ARTICLE.
-------------------------
Now, the first thing I noticed was the port. It used a TP port, while my working box uses a MII port. Does that mean the cables are incompatible? Maybe I need something special to connect to the router?

Then there's the PHYAD: 0 thing. man says, if I remember correctly, that it stands for physical address? My working box has PHYAD: 32. Is that important?

Then, there's wake-on. My working box has this set to d, which seemingly ignores all possible wake-on it receives. I have no idea what the one the new box has means (Wake on MagicPacket(tm)) so I don't know if I should change it.

The last difference is the current message level, which on my working box is 7. I'm thinking this is not important, but I thought I'd throw it in there anyway.

So...any good ideas for me?

----------

## arnvidr

Am I allowed a bump? Maybe it's easier to get people to read the thread if I post a new thread with the latest (although a week old now) info?

----------

## cyrillic

Try adding "acpi=off" to the kernel line when you boot.

I have found some motherboards and some network cards are very picky when it comes to IRQ assignments.

----------

## arnvidr

Tried that, both stand-alone and together with turning it off in the BIOS, and no apparent change.  :Sad: 

Any have the expertise to comment on the ethtool output I posted above?

----------
-------------------------
EXERCISE A.
Please answer these questions from the thread:
(i) What PHYAD value does the working box show?
(ii) What does cyrillic suggest adding to the kernel line at boot?
(iii) What is the current message level on the working box?
EXERCISE B. Render the listing lines from the line containing "Could you please drop a point on the blue" through the line containing "<point>353,290</point>" as a JSON list of strings, one string per line, with blank lines left out.

Dataset entries:
-------------------------
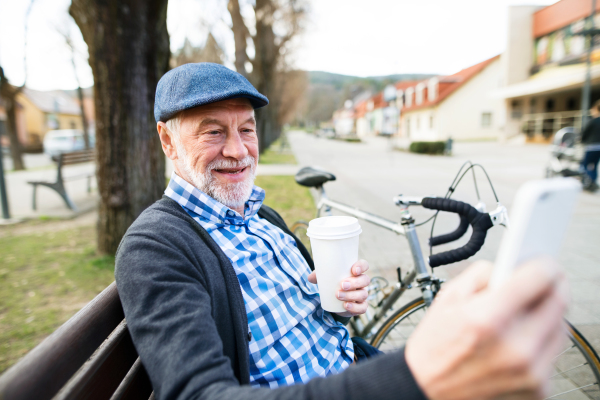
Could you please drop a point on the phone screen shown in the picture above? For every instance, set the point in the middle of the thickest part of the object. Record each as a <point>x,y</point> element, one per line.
<point>540,217</point>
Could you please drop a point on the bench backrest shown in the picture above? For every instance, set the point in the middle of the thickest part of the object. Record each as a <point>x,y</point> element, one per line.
<point>91,356</point>
<point>77,157</point>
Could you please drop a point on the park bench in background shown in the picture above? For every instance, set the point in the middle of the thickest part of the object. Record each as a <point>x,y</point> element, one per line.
<point>76,157</point>
<point>91,356</point>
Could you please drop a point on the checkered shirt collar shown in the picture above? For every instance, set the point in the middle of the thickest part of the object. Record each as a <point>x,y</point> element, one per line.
<point>195,200</point>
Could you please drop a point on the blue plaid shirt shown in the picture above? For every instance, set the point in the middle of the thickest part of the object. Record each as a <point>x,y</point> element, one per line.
<point>293,338</point>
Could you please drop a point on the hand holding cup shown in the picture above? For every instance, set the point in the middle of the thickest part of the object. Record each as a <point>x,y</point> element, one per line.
<point>353,290</point>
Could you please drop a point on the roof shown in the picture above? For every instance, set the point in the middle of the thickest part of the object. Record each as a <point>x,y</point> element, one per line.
<point>360,109</point>
<point>378,101</point>
<point>450,83</point>
<point>402,85</point>
<point>53,101</point>
<point>559,15</point>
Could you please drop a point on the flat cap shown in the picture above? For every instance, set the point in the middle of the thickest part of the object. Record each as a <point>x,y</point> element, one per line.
<point>197,84</point>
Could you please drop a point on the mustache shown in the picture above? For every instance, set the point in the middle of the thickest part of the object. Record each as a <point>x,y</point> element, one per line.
<point>224,163</point>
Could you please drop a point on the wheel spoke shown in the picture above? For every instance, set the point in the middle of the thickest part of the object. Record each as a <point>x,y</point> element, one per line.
<point>570,369</point>
<point>572,390</point>
<point>563,352</point>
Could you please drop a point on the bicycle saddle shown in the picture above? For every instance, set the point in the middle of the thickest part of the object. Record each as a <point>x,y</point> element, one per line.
<point>312,177</point>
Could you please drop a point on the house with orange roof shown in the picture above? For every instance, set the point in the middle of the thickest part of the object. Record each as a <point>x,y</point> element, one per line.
<point>457,106</point>
<point>544,68</point>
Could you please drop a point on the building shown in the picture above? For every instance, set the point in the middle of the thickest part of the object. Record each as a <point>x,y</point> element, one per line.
<point>457,106</point>
<point>545,73</point>
<point>44,111</point>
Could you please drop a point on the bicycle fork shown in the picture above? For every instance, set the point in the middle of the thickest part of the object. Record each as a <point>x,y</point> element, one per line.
<point>423,277</point>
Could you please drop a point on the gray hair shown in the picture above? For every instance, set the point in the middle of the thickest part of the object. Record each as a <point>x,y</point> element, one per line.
<point>173,124</point>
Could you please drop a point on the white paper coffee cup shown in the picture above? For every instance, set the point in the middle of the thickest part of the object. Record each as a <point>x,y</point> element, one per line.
<point>334,243</point>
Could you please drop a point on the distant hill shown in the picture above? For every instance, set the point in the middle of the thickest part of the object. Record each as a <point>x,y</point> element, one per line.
<point>327,92</point>
<point>339,81</point>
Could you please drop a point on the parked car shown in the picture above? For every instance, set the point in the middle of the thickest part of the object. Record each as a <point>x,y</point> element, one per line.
<point>65,141</point>
<point>328,133</point>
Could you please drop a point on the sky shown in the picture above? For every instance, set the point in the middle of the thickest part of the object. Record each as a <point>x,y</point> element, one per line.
<point>351,37</point>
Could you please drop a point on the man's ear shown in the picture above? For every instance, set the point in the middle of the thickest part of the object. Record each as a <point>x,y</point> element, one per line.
<point>167,141</point>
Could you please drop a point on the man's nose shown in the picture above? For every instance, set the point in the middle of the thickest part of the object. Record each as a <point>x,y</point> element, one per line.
<point>234,146</point>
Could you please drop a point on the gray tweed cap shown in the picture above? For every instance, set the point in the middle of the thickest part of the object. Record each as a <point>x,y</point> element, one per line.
<point>193,85</point>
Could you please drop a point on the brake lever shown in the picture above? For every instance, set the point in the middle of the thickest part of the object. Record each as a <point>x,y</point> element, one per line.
<point>406,201</point>
<point>500,216</point>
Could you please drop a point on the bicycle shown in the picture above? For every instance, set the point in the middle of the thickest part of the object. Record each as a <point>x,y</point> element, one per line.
<point>577,368</point>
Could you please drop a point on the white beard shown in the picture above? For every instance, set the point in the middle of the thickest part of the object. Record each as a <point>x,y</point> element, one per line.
<point>232,195</point>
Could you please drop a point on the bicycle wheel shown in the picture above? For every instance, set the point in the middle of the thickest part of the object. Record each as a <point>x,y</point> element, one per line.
<point>576,369</point>
<point>299,229</point>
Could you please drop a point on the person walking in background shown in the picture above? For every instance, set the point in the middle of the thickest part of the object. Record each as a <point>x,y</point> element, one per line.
<point>590,138</point>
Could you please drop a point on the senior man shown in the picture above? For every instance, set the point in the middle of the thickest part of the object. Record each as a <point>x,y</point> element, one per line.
<point>221,302</point>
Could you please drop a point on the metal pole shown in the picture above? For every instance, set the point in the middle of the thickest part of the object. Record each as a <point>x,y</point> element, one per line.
<point>3,197</point>
<point>585,101</point>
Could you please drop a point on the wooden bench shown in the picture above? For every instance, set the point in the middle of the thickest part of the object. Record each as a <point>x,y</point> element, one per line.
<point>91,356</point>
<point>76,157</point>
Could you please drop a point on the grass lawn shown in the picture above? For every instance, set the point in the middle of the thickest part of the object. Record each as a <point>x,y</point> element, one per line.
<point>275,155</point>
<point>49,272</point>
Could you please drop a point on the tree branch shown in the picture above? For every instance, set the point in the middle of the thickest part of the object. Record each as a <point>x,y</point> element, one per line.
<point>240,35</point>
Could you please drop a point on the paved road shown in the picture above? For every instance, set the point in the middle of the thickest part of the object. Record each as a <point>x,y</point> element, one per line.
<point>369,174</point>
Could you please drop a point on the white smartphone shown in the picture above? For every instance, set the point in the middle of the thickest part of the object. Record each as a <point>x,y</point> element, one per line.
<point>538,222</point>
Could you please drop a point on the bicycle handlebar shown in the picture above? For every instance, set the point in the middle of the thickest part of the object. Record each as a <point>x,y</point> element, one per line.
<point>469,215</point>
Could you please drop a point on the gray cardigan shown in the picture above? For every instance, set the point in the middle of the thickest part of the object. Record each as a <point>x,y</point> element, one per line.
<point>186,315</point>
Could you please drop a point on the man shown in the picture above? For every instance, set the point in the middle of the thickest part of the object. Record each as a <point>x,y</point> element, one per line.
<point>590,138</point>
<point>221,303</point>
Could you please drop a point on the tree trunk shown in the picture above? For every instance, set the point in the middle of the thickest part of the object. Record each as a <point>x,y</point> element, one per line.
<point>240,35</point>
<point>264,73</point>
<point>84,123</point>
<point>9,94</point>
<point>86,128</point>
<point>129,51</point>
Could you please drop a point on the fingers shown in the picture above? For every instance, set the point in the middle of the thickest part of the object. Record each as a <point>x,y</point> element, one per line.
<point>356,308</point>
<point>355,282</point>
<point>360,267</point>
<point>353,295</point>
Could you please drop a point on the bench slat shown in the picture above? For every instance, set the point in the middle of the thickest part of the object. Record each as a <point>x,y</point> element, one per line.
<point>136,384</point>
<point>45,369</point>
<point>101,375</point>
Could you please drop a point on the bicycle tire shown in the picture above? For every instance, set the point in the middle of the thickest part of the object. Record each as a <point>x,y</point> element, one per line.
<point>299,230</point>
<point>576,370</point>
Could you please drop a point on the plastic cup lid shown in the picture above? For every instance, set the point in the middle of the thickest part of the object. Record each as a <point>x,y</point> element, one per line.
<point>337,227</point>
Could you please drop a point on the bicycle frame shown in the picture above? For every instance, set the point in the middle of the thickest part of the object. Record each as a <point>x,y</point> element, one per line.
<point>428,283</point>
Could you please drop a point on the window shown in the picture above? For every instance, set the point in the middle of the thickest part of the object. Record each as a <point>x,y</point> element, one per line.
<point>432,86</point>
<point>515,109</point>
<point>486,120</point>
<point>420,93</point>
<point>408,96</point>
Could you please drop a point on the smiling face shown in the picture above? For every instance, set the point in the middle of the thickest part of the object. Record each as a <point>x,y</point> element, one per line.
<point>215,149</point>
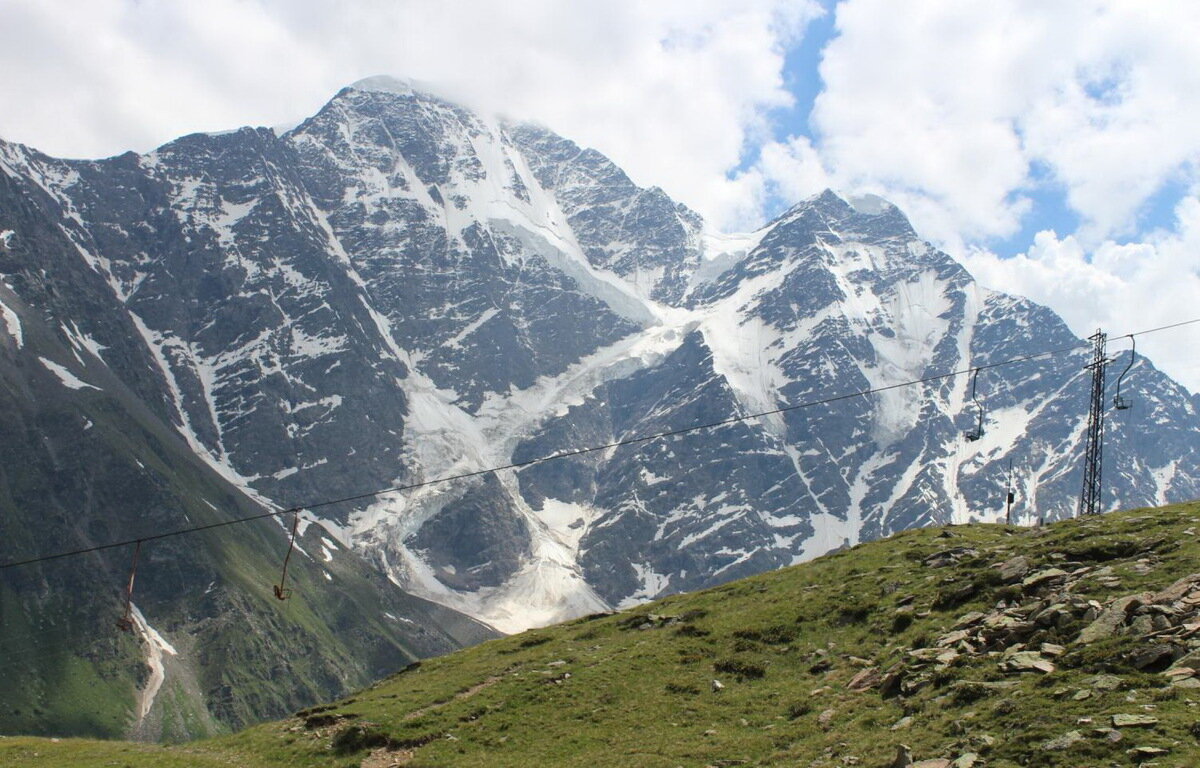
-------------------------
EXPECTED ANSWER A.
(i) 32
(ii) "acpi=off"
(iii) 7

EXPECTED ANSWER B.
[
  "Could you please drop a point on the blue plaid shirt shown in the picture above? For every instance, set the point in the middle of the thickest part of the object. Record each as a <point>x,y</point> element, one per line.",
  "<point>293,338</point>",
  "Could you please drop a point on the hand holding cup shown in the picture above? For every instance, set the point in the middle of the thickest part of the object. Record each as a <point>x,y</point> element, one per line.",
  "<point>353,290</point>"
]